Gerardo Aguilar

Personal information
- Full name: Gerardo Aguilar Sainz
- Date of birth: 28 March 1990 (age 34)
- Place of birth: Orizaba, Mexico
- Height: 1.67 m (5 ft 6 in)
- Position(s): Midfielder

Senior career*
- Years: Team / Apps / (Gls)
- 2014: Celaya / 17 / (0)
- 2017: Real Estelí / 19 / (1)

= Gerardo Aguilar (footballer) =

Mexican footballer (born 1990)

Gerardo Aguilar Sainz (born 28 March 1990) is a Mexican former footballer, who played in midfield for Real Estelí FC. He was born in Orizaba, Veracruz and was brought up in Saltillo, Coahuila.

==Career==
===Second Division===
Gerardo Aguilar Sainz began his professional career in 2007 in the Second Division of the Mexican Football League, playing for Club Deportivo Chivas, when the team twice became divisional champion. In 2009, he moved to Real Saltillo Soccer Club, with which he remained until 2011, scoring 8 goals. He played for Querétaro F.C. in 2011 and 2012, scoring 3 goals. In 2012, he moved to Deportivo Tepic F.C., in the Liga Premier de Ascenso, part of the Second Division, and scored 3 goals while there.

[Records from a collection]
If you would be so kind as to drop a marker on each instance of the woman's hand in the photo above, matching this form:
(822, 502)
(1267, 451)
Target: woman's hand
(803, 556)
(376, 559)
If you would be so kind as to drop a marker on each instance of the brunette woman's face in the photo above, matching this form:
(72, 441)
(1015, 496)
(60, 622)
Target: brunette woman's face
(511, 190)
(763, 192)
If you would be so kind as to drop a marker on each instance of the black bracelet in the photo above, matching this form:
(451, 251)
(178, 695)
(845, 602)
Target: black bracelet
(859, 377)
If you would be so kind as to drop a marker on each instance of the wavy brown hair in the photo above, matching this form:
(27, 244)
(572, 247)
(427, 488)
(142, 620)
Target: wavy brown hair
---
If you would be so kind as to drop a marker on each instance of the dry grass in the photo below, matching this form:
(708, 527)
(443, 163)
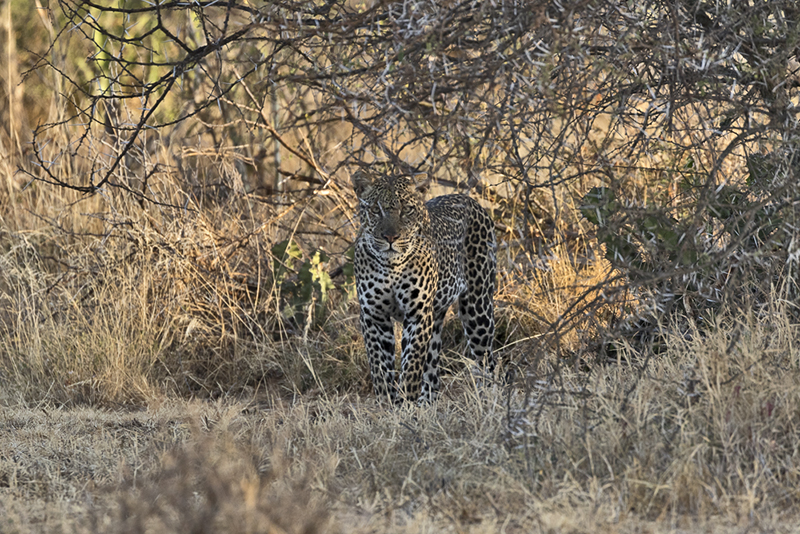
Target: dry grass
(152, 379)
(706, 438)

Complete the following
• a. According to the biography of Gerardo Aguilar, in which city was he brought up?
• b. Continue the biography of Gerardo Aguilar from its last sentence.

Final results
• a. He was brought up in Saltillo, Coahuila.

• b.
===Ascenso MX===
Aguilar moved up one tier in 2014 when he transferred to Club de Futbol Celaya, playing twice in the Copa MX and scoring one goal.

=== Loros de la Universidad de Colima ===
In 2015 Aguilar moved to the Second Division team Loros de la Universidad de Colima. The team won promotion to the Ascenso MX league that same year.

=== Real Estelí Fútbol Club ===
Aguilar is currently playing for the Nicaraguan First Division team Real Estelí Fútbol Club. Real Estelí is one of the two top Nicaraguan teams, along with Diriangén FC. Matches between the two teams are known as the "National Classic" (el clásico nacional).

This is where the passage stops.